Challenge | Copy every row below word for word, omitting the pictures.

Pointing and labeling rows:

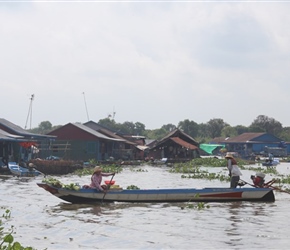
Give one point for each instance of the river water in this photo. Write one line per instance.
(43, 221)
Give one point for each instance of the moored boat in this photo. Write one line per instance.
(161, 195)
(272, 163)
(17, 170)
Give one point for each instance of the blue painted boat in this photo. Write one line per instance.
(83, 195)
(17, 170)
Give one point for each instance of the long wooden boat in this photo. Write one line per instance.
(19, 171)
(161, 195)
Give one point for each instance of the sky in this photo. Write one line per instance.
(154, 62)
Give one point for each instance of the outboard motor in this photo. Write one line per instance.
(258, 179)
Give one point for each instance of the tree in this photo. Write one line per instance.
(228, 131)
(267, 124)
(108, 123)
(285, 134)
(189, 127)
(240, 129)
(139, 128)
(169, 127)
(215, 126)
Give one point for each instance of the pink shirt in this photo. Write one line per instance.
(96, 180)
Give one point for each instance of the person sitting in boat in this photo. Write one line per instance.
(234, 171)
(31, 166)
(22, 163)
(96, 179)
(258, 179)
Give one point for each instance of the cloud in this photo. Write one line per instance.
(155, 63)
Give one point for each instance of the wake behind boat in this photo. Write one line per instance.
(17, 170)
(83, 195)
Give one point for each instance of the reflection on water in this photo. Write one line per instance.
(45, 222)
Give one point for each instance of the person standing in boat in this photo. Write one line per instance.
(234, 171)
(96, 179)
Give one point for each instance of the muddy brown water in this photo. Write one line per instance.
(45, 222)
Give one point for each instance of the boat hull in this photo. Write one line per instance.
(21, 171)
(162, 195)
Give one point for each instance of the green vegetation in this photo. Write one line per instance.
(112, 168)
(7, 241)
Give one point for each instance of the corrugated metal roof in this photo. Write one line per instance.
(183, 143)
(94, 132)
(245, 137)
(17, 130)
(4, 136)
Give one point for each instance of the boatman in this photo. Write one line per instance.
(234, 171)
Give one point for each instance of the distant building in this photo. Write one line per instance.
(175, 145)
(248, 144)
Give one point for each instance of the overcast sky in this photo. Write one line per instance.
(150, 62)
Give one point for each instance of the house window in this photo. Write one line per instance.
(91, 147)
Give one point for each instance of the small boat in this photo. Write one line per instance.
(272, 163)
(83, 195)
(17, 170)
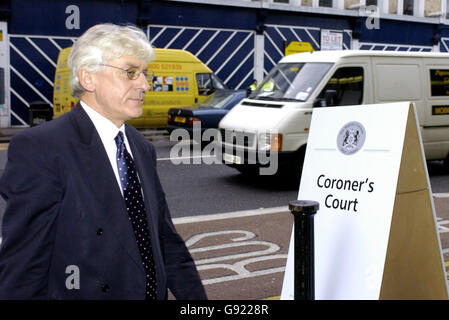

Expected answer |
Give one point for each instance of the river water in this photo. Write one line per instance.
(43, 221)
Give one point for each instance of the moored boat in this photo. Write one line per instance.
(161, 195)
(272, 163)
(17, 170)
Give one point for each instance of the blue painted boat in this photo. Write one line per instance.
(83, 195)
(17, 170)
Give one point for each instance of the long wooden boat in this photo. Write one line per instance.
(19, 171)
(161, 195)
Give one point for each instance of the sky in this photo. Write one line per instance.
(154, 62)
Give one point for each instance of the outboard motor in this photo. Write one line per instance.
(258, 179)
Give one point for each instance of the tree in this photo. Write one line per instance.
(228, 131)
(267, 124)
(108, 123)
(285, 134)
(189, 127)
(240, 129)
(139, 128)
(169, 127)
(215, 126)
Give one point for each instance of the pink shirt in this photo. Write one line per instance.
(96, 180)
Give one point for each instance of the person sitting in boat in this photo. Write one line per instance.
(234, 171)
(31, 166)
(22, 163)
(96, 179)
(258, 179)
Give one point for each instance of the cloud in this photo. Write one line per instance.
(155, 63)
Give one point for each instance of the wake behind boat in this photo. Write one line per instance.
(17, 170)
(83, 195)
Give one point for each instance of the reflection on water in this photo. Write one line per instance.
(45, 222)
Give one point for each instance of the person standing in boat in this photo. Write one line per instance.
(234, 171)
(96, 179)
Give one point for each instance of the muddy brown water in this photo. Write one line per instance.
(45, 222)
Give one point for each instance of the boat hull in this photo. Write one line per instance.
(21, 171)
(162, 195)
Give one point for each instance of the green vegetation in this photo. Write one line per instance.
(112, 168)
(7, 241)
Give one point for each instance of the corrugated metal roof in this photo. Write one line per instance.
(183, 143)
(94, 132)
(245, 137)
(17, 130)
(4, 136)
Give one point for each instance of the boatman in this photo. Write one line per instance.
(234, 171)
Give one point for each instance of the distant building in this photo. Write one line per instance.
(175, 145)
(248, 144)
Give one point for each instance of the overcast sky in this photo. Write one line per instance.
(150, 62)
Give one point for each instance of the house window in this photo. Write one line per instance.
(91, 147)
Give one point for each instance of the small boat in this photo. Write one line per instance.
(272, 163)
(83, 195)
(17, 170)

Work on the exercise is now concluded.